### [Your instructions]
Return every record below exactly as written, but leave out the pictures.

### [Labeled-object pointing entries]

* Start *

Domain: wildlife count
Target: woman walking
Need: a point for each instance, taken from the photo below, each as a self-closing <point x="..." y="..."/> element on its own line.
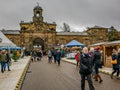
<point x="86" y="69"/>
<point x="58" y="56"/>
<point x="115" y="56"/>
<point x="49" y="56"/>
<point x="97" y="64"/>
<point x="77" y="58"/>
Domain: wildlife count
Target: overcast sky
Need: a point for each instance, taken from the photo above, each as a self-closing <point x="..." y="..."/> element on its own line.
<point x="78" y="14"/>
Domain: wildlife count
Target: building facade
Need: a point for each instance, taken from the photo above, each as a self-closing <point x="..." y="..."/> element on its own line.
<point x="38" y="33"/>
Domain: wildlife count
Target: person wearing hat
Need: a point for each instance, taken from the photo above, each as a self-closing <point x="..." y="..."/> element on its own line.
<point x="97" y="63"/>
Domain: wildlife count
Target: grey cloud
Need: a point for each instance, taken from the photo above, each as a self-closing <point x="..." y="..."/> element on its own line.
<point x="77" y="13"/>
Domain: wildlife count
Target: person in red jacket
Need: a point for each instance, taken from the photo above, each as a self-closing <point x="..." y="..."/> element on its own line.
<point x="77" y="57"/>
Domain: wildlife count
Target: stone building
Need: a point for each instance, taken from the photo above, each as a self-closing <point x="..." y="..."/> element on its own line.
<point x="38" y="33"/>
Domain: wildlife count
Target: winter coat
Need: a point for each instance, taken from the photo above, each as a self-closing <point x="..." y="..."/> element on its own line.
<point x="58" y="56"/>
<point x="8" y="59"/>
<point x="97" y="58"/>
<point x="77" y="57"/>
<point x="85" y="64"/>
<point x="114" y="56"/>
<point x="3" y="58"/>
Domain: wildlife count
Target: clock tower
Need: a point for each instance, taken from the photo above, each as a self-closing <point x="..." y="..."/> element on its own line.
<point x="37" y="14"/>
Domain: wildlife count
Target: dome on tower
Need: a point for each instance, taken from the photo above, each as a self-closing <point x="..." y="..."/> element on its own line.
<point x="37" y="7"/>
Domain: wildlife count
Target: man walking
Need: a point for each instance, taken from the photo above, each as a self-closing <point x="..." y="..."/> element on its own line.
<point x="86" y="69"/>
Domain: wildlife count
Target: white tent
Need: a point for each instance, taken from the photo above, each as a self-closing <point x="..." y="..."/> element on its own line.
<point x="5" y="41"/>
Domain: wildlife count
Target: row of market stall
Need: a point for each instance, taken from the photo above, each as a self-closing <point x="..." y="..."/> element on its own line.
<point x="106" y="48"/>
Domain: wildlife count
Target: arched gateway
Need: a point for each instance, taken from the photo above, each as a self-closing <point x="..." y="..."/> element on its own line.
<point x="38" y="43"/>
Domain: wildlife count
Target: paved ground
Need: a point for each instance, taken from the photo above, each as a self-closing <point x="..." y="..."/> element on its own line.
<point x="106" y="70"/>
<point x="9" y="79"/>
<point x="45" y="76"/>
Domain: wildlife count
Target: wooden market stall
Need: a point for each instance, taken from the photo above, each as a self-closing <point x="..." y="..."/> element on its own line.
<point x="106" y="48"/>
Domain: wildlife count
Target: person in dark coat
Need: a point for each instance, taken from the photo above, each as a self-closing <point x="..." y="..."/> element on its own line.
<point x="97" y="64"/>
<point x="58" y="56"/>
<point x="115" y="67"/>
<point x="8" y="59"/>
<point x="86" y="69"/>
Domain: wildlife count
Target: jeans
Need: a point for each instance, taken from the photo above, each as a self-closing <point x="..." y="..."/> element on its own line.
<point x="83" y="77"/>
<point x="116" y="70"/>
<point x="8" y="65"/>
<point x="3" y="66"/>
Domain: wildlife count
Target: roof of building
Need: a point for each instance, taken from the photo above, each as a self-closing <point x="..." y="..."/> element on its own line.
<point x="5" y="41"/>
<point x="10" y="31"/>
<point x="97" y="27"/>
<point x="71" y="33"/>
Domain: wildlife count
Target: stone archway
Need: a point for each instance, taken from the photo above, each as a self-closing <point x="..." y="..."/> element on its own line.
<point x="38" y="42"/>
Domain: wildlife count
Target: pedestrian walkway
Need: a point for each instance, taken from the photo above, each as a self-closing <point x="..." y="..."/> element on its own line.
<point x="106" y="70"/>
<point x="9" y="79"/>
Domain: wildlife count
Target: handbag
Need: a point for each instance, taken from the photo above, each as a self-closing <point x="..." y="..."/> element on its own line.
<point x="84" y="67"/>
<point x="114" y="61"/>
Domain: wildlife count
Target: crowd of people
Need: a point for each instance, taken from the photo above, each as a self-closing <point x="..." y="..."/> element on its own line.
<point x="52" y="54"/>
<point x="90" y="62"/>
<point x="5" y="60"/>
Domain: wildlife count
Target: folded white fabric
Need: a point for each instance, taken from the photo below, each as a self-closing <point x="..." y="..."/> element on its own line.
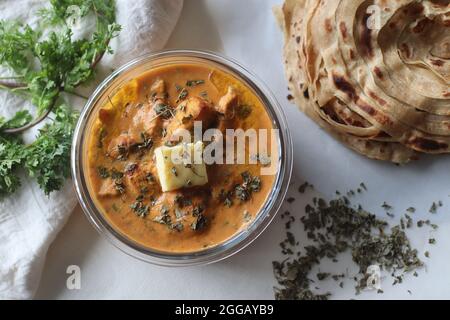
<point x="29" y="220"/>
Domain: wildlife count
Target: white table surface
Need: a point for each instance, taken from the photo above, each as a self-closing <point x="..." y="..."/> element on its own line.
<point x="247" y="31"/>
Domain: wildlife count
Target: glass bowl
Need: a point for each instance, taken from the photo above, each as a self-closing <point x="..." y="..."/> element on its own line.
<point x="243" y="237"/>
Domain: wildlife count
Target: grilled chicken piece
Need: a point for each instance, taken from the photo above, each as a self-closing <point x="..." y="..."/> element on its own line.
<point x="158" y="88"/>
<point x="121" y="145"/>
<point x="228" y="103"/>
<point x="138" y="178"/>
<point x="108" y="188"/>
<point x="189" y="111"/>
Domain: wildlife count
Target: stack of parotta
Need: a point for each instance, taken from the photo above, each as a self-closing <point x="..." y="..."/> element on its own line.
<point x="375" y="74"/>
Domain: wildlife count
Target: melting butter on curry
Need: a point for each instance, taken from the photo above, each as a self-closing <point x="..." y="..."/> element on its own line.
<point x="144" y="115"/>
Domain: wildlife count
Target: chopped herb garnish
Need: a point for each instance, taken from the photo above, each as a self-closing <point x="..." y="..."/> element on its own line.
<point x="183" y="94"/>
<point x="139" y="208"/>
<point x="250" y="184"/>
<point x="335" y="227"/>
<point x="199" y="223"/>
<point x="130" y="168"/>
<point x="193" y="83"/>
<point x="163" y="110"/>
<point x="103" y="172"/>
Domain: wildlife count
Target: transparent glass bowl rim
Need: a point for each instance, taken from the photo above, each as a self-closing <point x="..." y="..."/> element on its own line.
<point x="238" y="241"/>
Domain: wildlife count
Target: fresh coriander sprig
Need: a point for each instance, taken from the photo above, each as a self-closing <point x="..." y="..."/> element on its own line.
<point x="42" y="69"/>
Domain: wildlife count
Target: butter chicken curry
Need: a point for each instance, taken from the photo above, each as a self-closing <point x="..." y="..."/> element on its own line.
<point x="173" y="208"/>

* End *

### [Written response]
Domain: wildlife count
Target: woman walking
Need: a point for each instance, taken from the photo below, each as a self-closing <point x="..." y="..."/> element on its own line.
<point x="86" y="69"/>
<point x="58" y="56"/>
<point x="115" y="56"/>
<point x="49" y="56"/>
<point x="97" y="64"/>
<point x="77" y="58"/>
Domain: wildlife count
Target: overcast sky
Need: a point for each instance, taken from the photo above, each as a self-closing <point x="..." y="..."/> element on its own line.
<point x="78" y="14"/>
Domain: wildlife count
Target: building facade
Need: a point for each instance, taken from the photo above, each as a self-closing <point x="..." y="..."/> element on its own line.
<point x="38" y="33"/>
Domain: wildlife count
Target: person wearing hat
Need: a point for each instance, taken from the photo above, each as a self-closing <point x="..." y="..."/> element on its own line.
<point x="97" y="63"/>
Domain: wildlife count
Target: grey cloud
Need: a point for each instance, taken from the photo above, each as a self-closing <point x="..." y="..."/> element on its own line.
<point x="77" y="13"/>
Domain: wildlife count
Target: person in red jacket
Need: a point for each instance, taken from the photo above, each as a self-closing <point x="..." y="..."/> element on its own line.
<point x="77" y="57"/>
Domain: wildlife count
Target: stone building
Need: a point for each instance, taken from the photo above, each as a self-closing <point x="..." y="..."/> element on its own line.
<point x="38" y="33"/>
Domain: wildlife count
Target: winter coat
Need: a point for each instance, taken from the photo above, each as a self-closing <point x="..." y="..."/> element on its own line.
<point x="58" y="56"/>
<point x="8" y="59"/>
<point x="97" y="58"/>
<point x="77" y="57"/>
<point x="85" y="64"/>
<point x="114" y="56"/>
<point x="3" y="58"/>
Domain: wildlife count
Target: clock tower
Need: a point for each instance, taken from the photo above, each as a self-closing <point x="..." y="..."/> element on its own line.
<point x="37" y="14"/>
Domain: wildlife count
Target: dome on tower
Need: a point for each instance, taken from the photo above, each as a self-closing <point x="..." y="..."/> element on its own line.
<point x="37" y="7"/>
Domain: wildlife count
Target: man walking
Need: a point for each instance, taken from the photo above, each as a self-closing <point x="..." y="..."/> element on its own line.
<point x="86" y="69"/>
Domain: wildlife count
Target: white tent
Need: a point for each instance, taken from the photo above, each as a self-closing <point x="..." y="..."/> element on its own line.
<point x="5" y="41"/>
Domain: wildlife count
Target: row of market stall
Need: a point for each instance, taken from the photo above, each as a self-closing <point x="..." y="..."/> element on its own line.
<point x="106" y="48"/>
Domain: wildlife count
Target: arched gateway
Need: a point for each instance, taken from the photo above, each as a self-closing <point x="..." y="..."/> element on its own line.
<point x="38" y="43"/>
Domain: wildlife count
Target: paved ground
Need: a point for each instance, taken from the photo above, each as a self-closing <point x="..." y="..."/> element on its own line.
<point x="106" y="70"/>
<point x="9" y="79"/>
<point x="45" y="76"/>
Domain: wildlife count
Target: wooden market stall
Need: a point for each instance, taken from the photo above, each as a self-closing <point x="..." y="..."/> element on its own line.
<point x="106" y="48"/>
Domain: wildlife count
Target: person in dark coat
Need: a point for each instance, taken from the photo above, each as a self-closing <point x="..." y="..."/> element on its own line.
<point x="97" y="64"/>
<point x="58" y="56"/>
<point x="115" y="67"/>
<point x="8" y="59"/>
<point x="86" y="69"/>
Domain: wildlife count
Target: jeans
Need: a point for each instance, taken from the photo above, each as a self-closing <point x="..." y="..."/> element on its own line.
<point x="83" y="77"/>
<point x="116" y="70"/>
<point x="8" y="65"/>
<point x="3" y="66"/>
Domain: wildlife count
Target: roof of building
Need: a point for each instance, taken from the photo above, each as a self-closing <point x="..." y="..."/> element on its own line.
<point x="5" y="41"/>
<point x="10" y="31"/>
<point x="97" y="27"/>
<point x="71" y="33"/>
Domain: wildlife count
Target: stone archway
Need: a point for each instance, taken from the photo above, each as a self-closing <point x="..." y="..."/> element on its own line.
<point x="38" y="42"/>
Domain: wildlife count
Target: pedestrian walkway
Need: a point for each instance, taken from the photo above, each as a self-closing <point x="..." y="..."/> element on its own line.
<point x="106" y="70"/>
<point x="9" y="79"/>
Domain: wildlife count
Target: handbag
Need: a point for each instance, taken from the photo above, each as a self-closing <point x="..." y="..."/> element on its own line.
<point x="84" y="67"/>
<point x="114" y="61"/>
Domain: wildlife count
Target: crowd of people
Need: a point for each instance, taken from the photo above, each as a self-closing <point x="..." y="..."/> element on its own line.
<point x="52" y="54"/>
<point x="90" y="62"/>
<point x="5" y="60"/>
Domain: wildlife count
Target: folded white fabric
Need: a point for each instance, taken from the photo below, each as a self-closing <point x="..." y="..."/> element on its own line.
<point x="29" y="220"/>
Domain: wildlife count
Target: white table surface
Need: a point for each instance, taken from the photo above, each as a self-closing <point x="..." y="..."/> element on its own line.
<point x="247" y="31"/>
Domain: wildlife count
Target: glass bowl
Need: a point for each instance, taken from the photo above, each as a self-closing <point x="..." y="..."/> element on its own line.
<point x="243" y="237"/>
Domain: wildlife count
Target: grilled chicken piece
Need: a point for each instance, taken from the photo above, each as a self-closing <point x="..." y="..."/> element on its own line.
<point x="158" y="88"/>
<point x="121" y="145"/>
<point x="228" y="103"/>
<point x="138" y="178"/>
<point x="108" y="188"/>
<point x="189" y="111"/>
Domain: wildlife count
Target: stack of parotta
Need: a point for each instance, taken from the photo above, each as a self-closing <point x="..." y="..."/> element on its own line.
<point x="375" y="74"/>
Domain: wildlife count
Target: melting butter on curry
Need: a point for each instance, taken from the photo above, each as a self-closing <point x="..." y="..."/> element on its own line.
<point x="144" y="115"/>
Domain: wildlife count
Target: chopped herb garnish
Need: a point for each instance, taken from the photo above, each as a self-closing <point x="..." y="..."/> element on its own line.
<point x="183" y="94"/>
<point x="139" y="208"/>
<point x="250" y="184"/>
<point x="335" y="227"/>
<point x="199" y="223"/>
<point x="130" y="168"/>
<point x="193" y="83"/>
<point x="163" y="110"/>
<point x="103" y="172"/>
Domain: wildlife count
Target: transparent glass bowl rim
Need: a point for each instance, taken from the photo above, each as a self-closing <point x="..." y="..."/> element on its own line.
<point x="238" y="241"/>
Domain: wildlife count
Target: fresh coriander sprig
Need: a point for each instance, taken from the photo above, each as a self-closing <point x="..." y="..."/> element on its own line.
<point x="42" y="69"/>
Domain: wildlife count
Target: butter chicken curry
Need: a point for each instance, taken from the photo above, each as a self-closing <point x="..." y="..."/> element on its own line.
<point x="173" y="208"/>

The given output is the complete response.